LIST OF TASKS
[a] Output the listing verbatim, from the line containing "Pop quiz! Can you mark the crowd" up to and including the line containing "[466,322,542,519]".
[b] Go on with the article on climate change opinion polls, starting after its final sentence.

PAGE TEXT

As if trying to decide what and whom to believe about climate change were not difficult enough, two completely contradictory, Copenhagen-linked surveys this week appear to demonstrate that the majority of us are thinking totally opposite things at exactly the same time. The survey quoted by The New York Times this week involved more than 27,000 people in 54 countries across the globe. It showed that only 37 per cent of us were "very concerned" about global warming, down from 41 per cent the last time the poll was conducted two years ago.

Meanwhile, the BBC poll, involving 24,000 people in 23 countries, showed that 64 per cent of us now regard climate change as a "very serious" problem - a progressive increase from 44 per cent since the poll was first conducted a decade ago. Of course, there have always been lies and opinion polls, but these surveys seem to suggest that, either, almost two-thirds of us are not really bothered by the threat of global warming or, alternatively, that almost two-thirds of us are petrified by it.

Just to complicate things further, both polls agree that concern about climate change has fallen in the US, but by startlingly different degrees. The BBC poll reckons that 45 per cent of people in the US still regard the issue as very serious, the other survey says that only 25 per cent of Americans are now "very concerned" about it. And then in China, the world's greatest CO2 emitter, the "very serious" camp has fallen to 57 per cent according to the BBC, while The Times cites the other survey as saying that the "very concerned" group there has actually increased, but only to 36 per cent.

"These discrepancies are difficult to explain," admitted a London-based pollster, who asked not be named. "The differences could rest in the questions, how they were framed and the method used to ask them. "For example, do you respond differently if you are asked if you are very concerned about a problem, compared to how you would respond if you are asked whether or not you think a problem is very serious?

"Superficially, though, the conclusions of the two surveys do appear diametrically opposed. Certainly, the differences seem way outside the margin of errors - normally three per cent or so - that are common to all such samples." Richard Sclove, a global warming activist in the US and adviser to another worldwide poll on climate change earlier this year (whose results were similarly contradicted by yet another survey in the US), believes there is a reason why so many polls on climate change get it "wrong" - in his opinion - by underestimating the public's fears.

"Climate change polls typically spend a few minutes on the phone asking a random sample of people a couple of superficial, often leading questions, frequently interrupting dinner time," he says. "The process elicits off-the-cuff reactions to complex issues that are profoundly consequential to life on our planet. It's a dubious way to gather opinion on a sober subject like climate change, and many understandably shrug it off with some cynicism."

DATA RECORDS
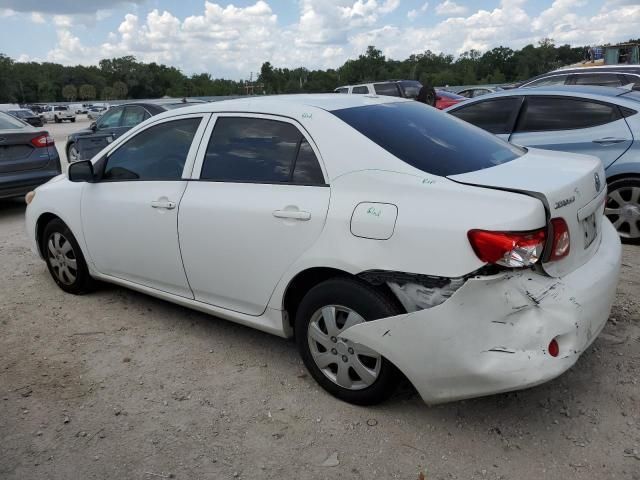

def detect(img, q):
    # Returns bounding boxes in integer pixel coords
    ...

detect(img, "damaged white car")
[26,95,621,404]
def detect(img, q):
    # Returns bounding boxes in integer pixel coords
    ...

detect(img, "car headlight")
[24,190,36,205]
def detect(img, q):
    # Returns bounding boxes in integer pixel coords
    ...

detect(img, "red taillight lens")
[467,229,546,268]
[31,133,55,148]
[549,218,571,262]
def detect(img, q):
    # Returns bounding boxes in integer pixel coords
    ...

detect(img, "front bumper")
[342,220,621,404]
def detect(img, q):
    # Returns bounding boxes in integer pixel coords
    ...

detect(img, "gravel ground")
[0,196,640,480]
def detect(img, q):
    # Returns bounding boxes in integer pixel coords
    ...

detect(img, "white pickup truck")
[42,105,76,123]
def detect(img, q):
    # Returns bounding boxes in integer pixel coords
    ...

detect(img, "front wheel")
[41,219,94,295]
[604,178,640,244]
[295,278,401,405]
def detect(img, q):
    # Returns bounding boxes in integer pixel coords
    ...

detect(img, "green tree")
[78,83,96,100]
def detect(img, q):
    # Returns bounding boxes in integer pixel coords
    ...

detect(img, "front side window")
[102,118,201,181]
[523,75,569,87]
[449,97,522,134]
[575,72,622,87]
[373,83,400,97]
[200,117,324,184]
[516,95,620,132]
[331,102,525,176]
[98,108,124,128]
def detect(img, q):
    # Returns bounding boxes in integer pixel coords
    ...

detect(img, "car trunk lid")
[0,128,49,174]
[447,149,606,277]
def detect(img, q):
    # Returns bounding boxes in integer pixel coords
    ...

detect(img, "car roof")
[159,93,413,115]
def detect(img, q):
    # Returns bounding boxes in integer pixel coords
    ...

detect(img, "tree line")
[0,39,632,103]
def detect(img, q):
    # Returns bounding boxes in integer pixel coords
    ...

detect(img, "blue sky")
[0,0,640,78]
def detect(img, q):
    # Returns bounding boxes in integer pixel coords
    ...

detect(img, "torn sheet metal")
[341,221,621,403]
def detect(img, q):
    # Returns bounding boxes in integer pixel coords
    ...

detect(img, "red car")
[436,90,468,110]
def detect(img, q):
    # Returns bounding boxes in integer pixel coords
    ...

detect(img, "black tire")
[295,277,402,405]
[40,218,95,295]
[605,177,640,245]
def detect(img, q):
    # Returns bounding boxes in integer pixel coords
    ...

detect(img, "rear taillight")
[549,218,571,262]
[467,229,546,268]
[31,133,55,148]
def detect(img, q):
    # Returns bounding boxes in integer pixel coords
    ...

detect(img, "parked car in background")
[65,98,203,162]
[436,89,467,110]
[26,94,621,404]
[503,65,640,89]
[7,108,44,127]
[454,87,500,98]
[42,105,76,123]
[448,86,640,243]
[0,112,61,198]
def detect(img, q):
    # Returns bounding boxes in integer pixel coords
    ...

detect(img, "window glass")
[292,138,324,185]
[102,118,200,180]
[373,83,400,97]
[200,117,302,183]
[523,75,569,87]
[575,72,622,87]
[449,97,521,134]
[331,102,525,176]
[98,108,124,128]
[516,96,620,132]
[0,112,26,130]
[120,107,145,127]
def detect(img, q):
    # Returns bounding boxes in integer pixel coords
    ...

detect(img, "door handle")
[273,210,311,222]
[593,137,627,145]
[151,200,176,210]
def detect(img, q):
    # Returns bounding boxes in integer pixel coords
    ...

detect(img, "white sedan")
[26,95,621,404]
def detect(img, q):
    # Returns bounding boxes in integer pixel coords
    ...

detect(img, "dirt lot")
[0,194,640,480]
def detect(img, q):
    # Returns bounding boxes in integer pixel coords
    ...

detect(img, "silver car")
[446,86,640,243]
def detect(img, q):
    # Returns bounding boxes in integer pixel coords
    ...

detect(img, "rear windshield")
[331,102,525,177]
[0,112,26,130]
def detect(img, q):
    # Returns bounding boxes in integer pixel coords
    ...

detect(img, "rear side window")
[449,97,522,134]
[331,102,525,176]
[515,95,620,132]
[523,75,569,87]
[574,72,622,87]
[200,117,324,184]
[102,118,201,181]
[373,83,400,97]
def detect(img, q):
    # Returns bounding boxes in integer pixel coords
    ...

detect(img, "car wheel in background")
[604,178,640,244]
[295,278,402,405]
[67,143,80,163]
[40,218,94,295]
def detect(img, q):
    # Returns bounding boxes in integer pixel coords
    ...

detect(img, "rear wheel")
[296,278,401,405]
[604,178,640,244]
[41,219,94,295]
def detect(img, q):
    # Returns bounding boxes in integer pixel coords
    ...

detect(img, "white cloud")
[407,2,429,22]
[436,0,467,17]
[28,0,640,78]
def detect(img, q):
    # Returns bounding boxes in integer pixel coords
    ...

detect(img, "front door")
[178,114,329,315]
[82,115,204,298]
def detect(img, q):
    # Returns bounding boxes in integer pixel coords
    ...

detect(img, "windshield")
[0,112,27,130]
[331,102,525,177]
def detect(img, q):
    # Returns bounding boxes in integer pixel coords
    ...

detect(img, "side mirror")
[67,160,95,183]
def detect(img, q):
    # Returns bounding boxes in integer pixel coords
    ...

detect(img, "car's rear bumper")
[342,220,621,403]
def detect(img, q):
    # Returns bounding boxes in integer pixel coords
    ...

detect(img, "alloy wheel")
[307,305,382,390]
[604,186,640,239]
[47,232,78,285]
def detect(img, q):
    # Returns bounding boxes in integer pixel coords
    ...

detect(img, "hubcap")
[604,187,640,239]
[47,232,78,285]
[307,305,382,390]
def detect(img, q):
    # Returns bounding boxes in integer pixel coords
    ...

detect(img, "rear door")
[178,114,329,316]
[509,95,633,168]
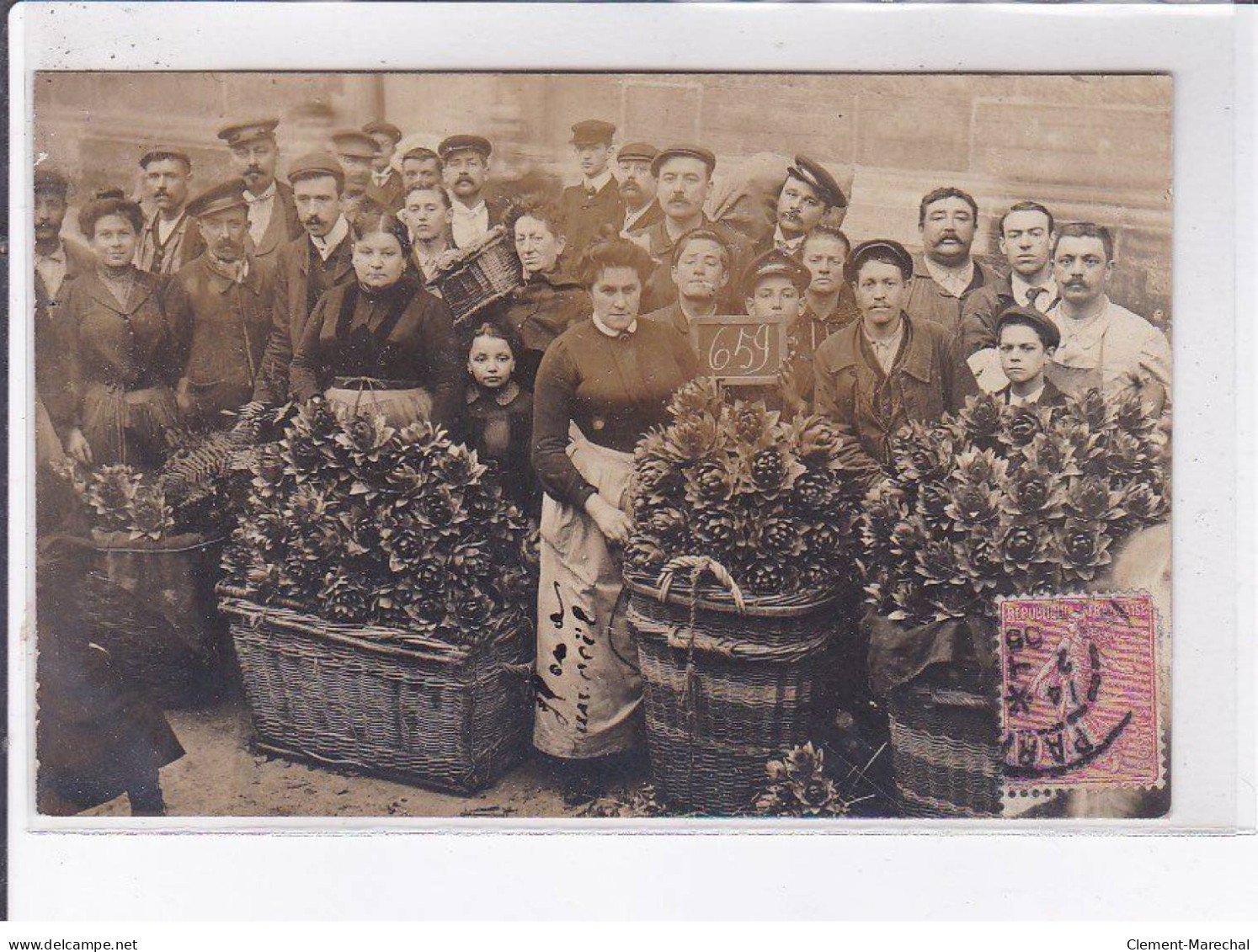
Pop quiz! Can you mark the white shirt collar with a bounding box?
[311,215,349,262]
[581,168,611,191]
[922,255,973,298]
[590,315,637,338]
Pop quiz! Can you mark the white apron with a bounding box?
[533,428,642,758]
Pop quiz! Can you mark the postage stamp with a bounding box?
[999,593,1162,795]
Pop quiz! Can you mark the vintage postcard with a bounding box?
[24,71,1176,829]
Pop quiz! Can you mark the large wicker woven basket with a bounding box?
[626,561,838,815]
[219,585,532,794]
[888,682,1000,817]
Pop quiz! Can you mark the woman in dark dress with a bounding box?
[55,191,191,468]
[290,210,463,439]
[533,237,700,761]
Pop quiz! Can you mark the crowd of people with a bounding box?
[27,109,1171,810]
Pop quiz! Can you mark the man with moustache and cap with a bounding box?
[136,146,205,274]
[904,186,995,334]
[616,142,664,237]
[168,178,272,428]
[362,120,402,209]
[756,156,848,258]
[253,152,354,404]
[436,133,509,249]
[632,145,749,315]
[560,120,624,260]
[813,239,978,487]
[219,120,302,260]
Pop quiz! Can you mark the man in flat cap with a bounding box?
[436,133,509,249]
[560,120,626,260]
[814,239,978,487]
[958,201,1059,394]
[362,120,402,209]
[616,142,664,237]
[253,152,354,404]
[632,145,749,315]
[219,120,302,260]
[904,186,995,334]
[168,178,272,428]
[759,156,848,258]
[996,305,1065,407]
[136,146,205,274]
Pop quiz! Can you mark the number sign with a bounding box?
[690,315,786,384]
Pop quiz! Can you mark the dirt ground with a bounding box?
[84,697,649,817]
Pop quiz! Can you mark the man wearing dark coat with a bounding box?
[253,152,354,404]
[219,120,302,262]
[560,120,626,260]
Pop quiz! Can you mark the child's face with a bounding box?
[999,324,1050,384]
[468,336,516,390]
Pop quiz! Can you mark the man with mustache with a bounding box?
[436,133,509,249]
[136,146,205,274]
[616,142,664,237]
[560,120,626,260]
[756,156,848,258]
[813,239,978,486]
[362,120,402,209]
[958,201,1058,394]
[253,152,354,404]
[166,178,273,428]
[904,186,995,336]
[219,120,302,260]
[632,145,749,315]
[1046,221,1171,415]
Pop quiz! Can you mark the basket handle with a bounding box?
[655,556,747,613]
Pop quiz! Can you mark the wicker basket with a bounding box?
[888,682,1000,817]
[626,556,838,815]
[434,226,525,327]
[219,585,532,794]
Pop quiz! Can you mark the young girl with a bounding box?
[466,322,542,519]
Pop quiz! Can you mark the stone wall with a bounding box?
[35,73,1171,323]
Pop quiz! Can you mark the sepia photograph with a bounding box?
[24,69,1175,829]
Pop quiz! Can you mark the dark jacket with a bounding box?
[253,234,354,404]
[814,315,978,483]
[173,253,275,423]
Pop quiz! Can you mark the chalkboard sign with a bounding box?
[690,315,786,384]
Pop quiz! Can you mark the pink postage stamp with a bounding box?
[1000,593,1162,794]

RESPONSES
[a]
Pop quiz! Can you mark the crowd of people with a bounding box?
[27,109,1171,810]
Pop quiz! Can you mark the man with moustache and cap with a bounding box?
[136,146,205,274]
[904,186,995,334]
[616,142,664,237]
[168,178,272,428]
[362,120,402,209]
[756,156,848,258]
[253,152,354,404]
[436,133,509,249]
[632,145,749,315]
[560,120,624,260]
[813,239,978,487]
[219,120,302,260]
Pop quiz! Can you mark the man in flat cap with a bounding box?
[436,133,509,249]
[560,120,626,260]
[814,239,978,487]
[958,201,1059,394]
[362,120,402,209]
[616,142,664,237]
[253,152,354,404]
[632,145,749,315]
[219,120,302,260]
[904,186,995,334]
[168,178,272,428]
[759,156,848,258]
[996,305,1065,407]
[136,146,205,274]
Pop quiz! Can you mark the number sign with a bounding box?
[690,315,786,384]
Pop quiz! Can you mark the dirt ground with a bounding box?
[84,697,649,817]
Pop quiz! Can you mark the man wearing dark coat with a bounding box?
[253,152,354,404]
[219,120,302,262]
[560,120,626,260]
Pop quiz! Can you mark the child's face with a bounding box?
[999,324,1050,384]
[468,336,516,390]
Pop quiz! Can you mark the man with mustache with a bounding box?
[436,133,509,249]
[136,146,205,274]
[616,142,664,237]
[560,120,626,260]
[756,156,848,258]
[813,239,978,486]
[362,120,402,209]
[958,201,1058,394]
[253,152,354,404]
[166,178,273,428]
[904,186,995,336]
[219,120,302,260]
[632,145,749,315]
[1046,221,1171,415]
Pop quiz! Can you mark the basket handle with a bounding box?
[655,556,747,613]
Pop quiz! Can you mark the wicker basket with a bounding box?
[888,682,1000,817]
[626,556,838,815]
[434,226,525,327]
[219,585,532,794]
Pop quiz! Can you mark the young girl with a bounding box?
[466,322,542,519]

[b]
On the other side of the fence is Lord Monckton, a former policy adviser to Margaret Thatcher and an outspoken sceptic on global warming. "Every opinion poll - even those conducted by the bed-wetters themselves - shows that global public opinion is cooling as fast as the global climate," he says. "In one recent survey, global warming came at the very bottom of a list of political and environmental concerns, immediately behind the need to clean up dog poop on the streets. Why? Because dog poop is a real environmental problem and 'global warming' is not."

Oliver Martin, the director of global development for the Canada-based polling company GlobeScan, which conducted the survey for the BBC, said that its poll was "conducted to the highest professional standards ... and we are confident, based on our sampling and methodologies, that our data effectively represents respondents' views". He added: "I can point out that our poll is conducted via telephone and face-to-face interviews, with the exception of Japan, where it was online. The poll (in >The Times) you quote was conducted via online interviews.

"Online polling is not representative of a country's national population. Telephone and face-to-face methodologies are considered to be representative." Nielsen, the US polling company that conducted the research, in conjunction with Oxford University, quoted in The Times, did not respond to The National's request for a comment. Perhaps only Yogi Berra, the New York Yankees' legendary catcher, has the subtle grasp of figures necessary to understand the mathematics behind the apparently contradictory results. It was he, after all, who described his sport as "90 per cent mental - the other half is physical".